**GOALS**
(a) Copy the data-cleaning passage from "2.4 Clean the" up to and including "at the outset.".
(b) In the data-cleaning passage, what is the smallest number of photometry points an array can have without being treated as incomplete data?

**PASSAGE SHOWN**
2.4 Clean the dataset of unwanted data#

“unwanted” includes:

  • NaNs

    • SKtime does not work with NaNs

  • zero flux

    • there are a few flux measurements that come into our dataframe with zeros. It is not clear what these are, and zero will be used to mean lack of observation in the rest of this notebook, so want to drop these rows at the outset.

  • outliers in uncertainty

    • This is a tricky job because we want to keep astrophysical sources that are variable objects, but remove instrumental noise and CR (ground based). The user will need to choose a sigma clipping threshold, and there is some plotting functionality available to help users make that decision

  • objects with no measurements in WISE W1 band

    • Below we want to normalize all light curves by W1, so we neeed to remove those objects without W1 fluxes because there will be nothing to normalize those light curves with. We don’t want to have un-normalized data.

  • objects with incomplete data

    • Incomplete is defined here as not enough flux measurements to make a good light curve. Some bands in some objects have only a few datapoints. Three data points is not large enough for KNN interpolation, so we will consider any array with fewer than 4 photometry points to be incomplete data. Another way of saying this is that we choose to remove those light curves with 3 or fewer data points.

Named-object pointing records
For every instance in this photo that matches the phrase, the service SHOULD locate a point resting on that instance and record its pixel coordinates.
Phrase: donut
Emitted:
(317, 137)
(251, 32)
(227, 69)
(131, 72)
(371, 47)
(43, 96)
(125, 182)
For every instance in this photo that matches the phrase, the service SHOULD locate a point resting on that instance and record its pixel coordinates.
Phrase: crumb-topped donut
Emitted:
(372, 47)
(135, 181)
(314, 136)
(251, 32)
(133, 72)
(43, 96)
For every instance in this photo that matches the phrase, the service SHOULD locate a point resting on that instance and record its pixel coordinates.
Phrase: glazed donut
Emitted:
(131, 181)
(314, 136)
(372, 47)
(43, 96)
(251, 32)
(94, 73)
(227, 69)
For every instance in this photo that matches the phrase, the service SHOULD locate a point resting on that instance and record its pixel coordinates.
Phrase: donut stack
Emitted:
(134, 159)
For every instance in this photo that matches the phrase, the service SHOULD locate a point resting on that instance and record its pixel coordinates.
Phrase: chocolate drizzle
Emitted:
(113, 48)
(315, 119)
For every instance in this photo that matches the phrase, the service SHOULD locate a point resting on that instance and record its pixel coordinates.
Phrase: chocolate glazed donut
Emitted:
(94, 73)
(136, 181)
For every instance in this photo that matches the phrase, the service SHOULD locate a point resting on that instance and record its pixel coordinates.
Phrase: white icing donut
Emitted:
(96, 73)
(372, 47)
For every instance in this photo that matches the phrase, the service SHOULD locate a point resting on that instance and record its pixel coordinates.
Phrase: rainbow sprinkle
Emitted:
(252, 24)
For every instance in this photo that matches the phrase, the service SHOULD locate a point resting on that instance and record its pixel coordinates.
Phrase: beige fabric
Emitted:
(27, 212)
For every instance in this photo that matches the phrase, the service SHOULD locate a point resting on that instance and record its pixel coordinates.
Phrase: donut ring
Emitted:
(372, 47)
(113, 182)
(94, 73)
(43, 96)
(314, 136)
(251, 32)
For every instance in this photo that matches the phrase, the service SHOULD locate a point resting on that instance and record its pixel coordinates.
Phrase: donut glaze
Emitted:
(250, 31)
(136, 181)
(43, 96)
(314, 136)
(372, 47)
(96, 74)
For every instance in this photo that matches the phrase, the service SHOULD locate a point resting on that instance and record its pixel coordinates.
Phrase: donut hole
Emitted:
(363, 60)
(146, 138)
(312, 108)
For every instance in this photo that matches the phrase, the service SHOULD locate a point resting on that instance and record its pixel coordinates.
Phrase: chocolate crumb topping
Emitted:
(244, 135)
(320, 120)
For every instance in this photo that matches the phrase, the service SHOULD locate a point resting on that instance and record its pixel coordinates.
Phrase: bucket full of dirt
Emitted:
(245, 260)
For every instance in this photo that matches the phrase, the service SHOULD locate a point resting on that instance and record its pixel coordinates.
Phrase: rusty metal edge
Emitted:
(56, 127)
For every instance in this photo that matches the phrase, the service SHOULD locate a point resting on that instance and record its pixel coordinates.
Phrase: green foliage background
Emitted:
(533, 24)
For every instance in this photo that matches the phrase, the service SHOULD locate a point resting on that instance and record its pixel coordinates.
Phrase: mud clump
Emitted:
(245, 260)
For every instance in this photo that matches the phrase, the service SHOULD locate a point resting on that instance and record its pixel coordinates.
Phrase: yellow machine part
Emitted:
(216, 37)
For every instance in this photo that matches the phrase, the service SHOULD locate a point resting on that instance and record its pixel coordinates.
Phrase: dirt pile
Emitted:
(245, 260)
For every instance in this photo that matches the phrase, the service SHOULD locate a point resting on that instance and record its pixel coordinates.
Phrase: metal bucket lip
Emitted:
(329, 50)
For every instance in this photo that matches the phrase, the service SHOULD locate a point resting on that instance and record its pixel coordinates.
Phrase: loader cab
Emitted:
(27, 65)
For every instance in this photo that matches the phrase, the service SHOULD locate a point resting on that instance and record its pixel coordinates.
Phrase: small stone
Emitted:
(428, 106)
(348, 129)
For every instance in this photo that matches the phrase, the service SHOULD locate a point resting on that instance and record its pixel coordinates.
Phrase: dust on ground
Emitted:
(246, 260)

**SOLUTIONS TO THE PROBLEMS**
(a)
2.4 Clean the dataset of unwanted data#

“unwanted” includes:

  • NaNs

    • SKtime does not work with NaNs

  • zero flux

    • there are a few flux measurements that come into our dataframe with zeros. It is not clear what these are, and zero will be used to mean lack of observation in the rest of this notebook, so want to drop these rows at the outset.

(b) Four.